Copy out each line exactly as it appears.

### Excerpted records
· · · ·

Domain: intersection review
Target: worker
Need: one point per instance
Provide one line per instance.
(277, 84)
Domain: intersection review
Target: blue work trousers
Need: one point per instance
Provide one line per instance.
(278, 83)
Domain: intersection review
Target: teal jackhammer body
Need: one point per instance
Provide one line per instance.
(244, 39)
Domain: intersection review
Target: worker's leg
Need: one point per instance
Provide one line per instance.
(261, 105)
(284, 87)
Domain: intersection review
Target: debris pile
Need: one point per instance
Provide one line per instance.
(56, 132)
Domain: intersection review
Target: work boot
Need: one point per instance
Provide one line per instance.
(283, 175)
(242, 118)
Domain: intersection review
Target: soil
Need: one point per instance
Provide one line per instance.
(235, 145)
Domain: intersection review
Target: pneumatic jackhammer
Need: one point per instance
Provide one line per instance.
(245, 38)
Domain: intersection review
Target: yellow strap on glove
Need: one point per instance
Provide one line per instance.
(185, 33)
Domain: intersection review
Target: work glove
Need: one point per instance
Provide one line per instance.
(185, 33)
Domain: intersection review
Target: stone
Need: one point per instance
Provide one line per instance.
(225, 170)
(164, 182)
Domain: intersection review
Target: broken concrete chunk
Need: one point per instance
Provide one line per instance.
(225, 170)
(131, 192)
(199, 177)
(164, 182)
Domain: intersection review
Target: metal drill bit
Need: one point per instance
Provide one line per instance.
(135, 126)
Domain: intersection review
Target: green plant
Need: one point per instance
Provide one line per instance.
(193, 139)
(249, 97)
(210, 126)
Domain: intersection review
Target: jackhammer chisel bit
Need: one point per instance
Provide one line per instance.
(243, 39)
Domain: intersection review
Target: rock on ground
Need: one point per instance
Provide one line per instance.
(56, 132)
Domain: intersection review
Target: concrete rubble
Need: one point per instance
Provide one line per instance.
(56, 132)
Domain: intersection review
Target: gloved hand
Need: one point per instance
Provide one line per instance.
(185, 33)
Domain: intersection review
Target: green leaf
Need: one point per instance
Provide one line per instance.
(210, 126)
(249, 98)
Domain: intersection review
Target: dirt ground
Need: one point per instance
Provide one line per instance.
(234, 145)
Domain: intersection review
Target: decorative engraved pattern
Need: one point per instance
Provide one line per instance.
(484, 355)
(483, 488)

· · · ·

### Answer to the exercise
Domain: intersection review
Target: worker
Need: one point per instance
Provide one line per instance.
(277, 84)
Domain: intersection review
Target: blue work trousers
Need: one point per instance
Provide one line per instance.
(278, 83)
Domain: intersection review
Target: teal jackhammer body
Need: one point per instance
Provide one line per instance.
(244, 39)
Domain: intersection review
Target: worker's leg
Need: one point per instance
Provide one line per instance.
(261, 105)
(284, 87)
Domain: intersection review
Target: debris pile
Need: one point per instance
Provide one line per instance.
(56, 132)
Domain: intersection review
Target: work boot
Need: one point per instance
Provide one line per instance.
(283, 175)
(242, 118)
Domain: intersection review
Target: soil
Need: one point per instance
Provide one line per instance.
(235, 145)
Domain: intersection review
Target: pneumatic jackhammer
Need: one point per instance
Provide one line per instance.
(245, 38)
Domain: intersection review
Target: yellow strap on glove
Need: one point per instance
Provide one line per instance.
(185, 33)
Domain: intersection review
Target: work glove
Need: one point per instance
Provide one line per instance.
(185, 33)
Domain: intersection review
Target: stone
Need: one point per instance
Provide one line per instance.
(225, 170)
(164, 182)
Domain: intersection review
Target: broken concrete chunk
Need: one point per instance
Provide one line per instance.
(225, 170)
(131, 192)
(199, 177)
(164, 182)
Domain: intersection review
Target: metal drill bit
Need: one point per instance
Provide one line per instance.
(135, 126)
Domain: intersection review
Target: green plant
Need: one point per instance
Provide one line per instance.
(193, 139)
(249, 97)
(210, 126)
Domain: intersection review
Target: jackhammer chisel bit
Need: one point per instance
Provide one line per instance.
(243, 39)
Domain: intersection review
Target: rock on ground
Need: one point per instance
Provide one line per instance.
(56, 132)
Domain: intersection review
Target: concrete rubble
Need: one point per instance
Provide one line per instance.
(56, 132)
Domain: intersection review
Target: gloved hand
Need: one point per instance
Provide one line per instance.
(185, 33)
Domain: intersection review
Target: green leaf
Need: one point per instance
Provide one line per instance.
(210, 126)
(249, 98)
Domain: intersection review
Target: dirt ground
Need: one point per instance
Provide one line per instance.
(234, 145)
Domain: intersection review
Target: decorative engraved pattern
Need: one point per instance
Provide one line per instance.
(484, 355)
(483, 488)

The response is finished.